Instruction
Take the listing and print it in full, exactly as given.

Entries from a point annotation set
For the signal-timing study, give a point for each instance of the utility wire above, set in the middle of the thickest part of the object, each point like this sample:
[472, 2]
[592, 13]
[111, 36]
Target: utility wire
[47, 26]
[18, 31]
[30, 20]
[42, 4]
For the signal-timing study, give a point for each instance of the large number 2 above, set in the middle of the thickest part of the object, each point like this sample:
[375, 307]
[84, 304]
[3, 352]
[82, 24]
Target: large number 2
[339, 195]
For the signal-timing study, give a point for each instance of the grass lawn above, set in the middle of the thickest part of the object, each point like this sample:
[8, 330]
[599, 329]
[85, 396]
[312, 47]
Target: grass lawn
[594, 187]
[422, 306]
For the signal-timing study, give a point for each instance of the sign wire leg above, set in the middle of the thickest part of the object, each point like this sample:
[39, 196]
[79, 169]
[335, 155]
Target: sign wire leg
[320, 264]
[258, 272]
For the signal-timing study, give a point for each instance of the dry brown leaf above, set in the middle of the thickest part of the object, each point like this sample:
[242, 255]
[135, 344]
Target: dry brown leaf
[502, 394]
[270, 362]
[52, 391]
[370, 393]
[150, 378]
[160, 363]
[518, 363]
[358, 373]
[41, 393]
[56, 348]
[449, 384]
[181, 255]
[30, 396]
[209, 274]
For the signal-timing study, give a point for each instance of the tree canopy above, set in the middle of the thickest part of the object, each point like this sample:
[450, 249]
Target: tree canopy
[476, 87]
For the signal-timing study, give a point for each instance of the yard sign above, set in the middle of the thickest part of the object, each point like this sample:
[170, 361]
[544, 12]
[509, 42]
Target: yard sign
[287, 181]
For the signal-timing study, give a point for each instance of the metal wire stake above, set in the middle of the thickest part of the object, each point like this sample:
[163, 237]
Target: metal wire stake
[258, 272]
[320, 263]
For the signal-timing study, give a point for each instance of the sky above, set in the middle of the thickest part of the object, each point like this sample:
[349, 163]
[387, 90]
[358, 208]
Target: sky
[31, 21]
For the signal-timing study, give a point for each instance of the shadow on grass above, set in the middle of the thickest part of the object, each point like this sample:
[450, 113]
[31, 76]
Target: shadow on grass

Full answer
For the signal-timing study, give a point for each instance of the utility wire above, set in the middle of the thickest part of the object, each point like this sample:
[472, 2]
[592, 13]
[111, 36]
Target: utility wire
[47, 26]
[18, 31]
[30, 20]
[42, 4]
For the signal-timing study, give a point for each instance of the large number 2 above, set in the middle of the thickest part of the object, each point like this sample:
[375, 307]
[84, 304]
[3, 352]
[82, 24]
Target: large number 2
[339, 195]
For the signal-timing study, give a point for each instance of the grass lawn above, set in the middle of the thickest part of the object, each point like this sample:
[8, 330]
[599, 329]
[85, 396]
[312, 47]
Target: grass lawn
[594, 187]
[422, 306]
For the signal-timing study, give a point for each instance of the sign wire leg above, set in the middle of the thickest part of the object, each point like this sample:
[39, 196]
[79, 169]
[335, 155]
Target: sign wire leg
[320, 264]
[258, 272]
For the signal-timing study, give a point for each instance of the dry brown leaf above, set in the middle of the thickest part of the object, each point like this sample:
[242, 255]
[135, 344]
Target: dry brown leaf
[502, 394]
[270, 362]
[52, 391]
[370, 393]
[150, 378]
[160, 363]
[518, 363]
[358, 373]
[41, 393]
[56, 348]
[449, 384]
[181, 255]
[30, 396]
[209, 274]
For the signal-timing study, give a point for each instance of the tree canopy above, set in the middle of the thickest part of the object, each point like this sample:
[450, 249]
Target: tree canopy
[476, 87]
For the signal-timing study, give a point for each instance of the yard sign above, set in the middle of the thickest part of the object, each point like this sample:
[170, 361]
[544, 12]
[509, 42]
Target: yard sign
[287, 181]
For the signal-timing study, give a point for each instance of the metal wire stake above, set in the middle of the thickest part of the object, each point like this sample:
[163, 237]
Target: metal wire stake
[258, 272]
[320, 263]
For the signal-timing study, give a point for each instance of the sky above, set in the middle of the thickest part of the object, each point like this sample:
[349, 163]
[387, 90]
[358, 208]
Target: sky
[31, 21]
For the signal-timing study, give a point for each instance of the shadow on grass above, set in the middle of the thickest part of the object, each point like this sample:
[450, 113]
[31, 76]
Target: shadow on grass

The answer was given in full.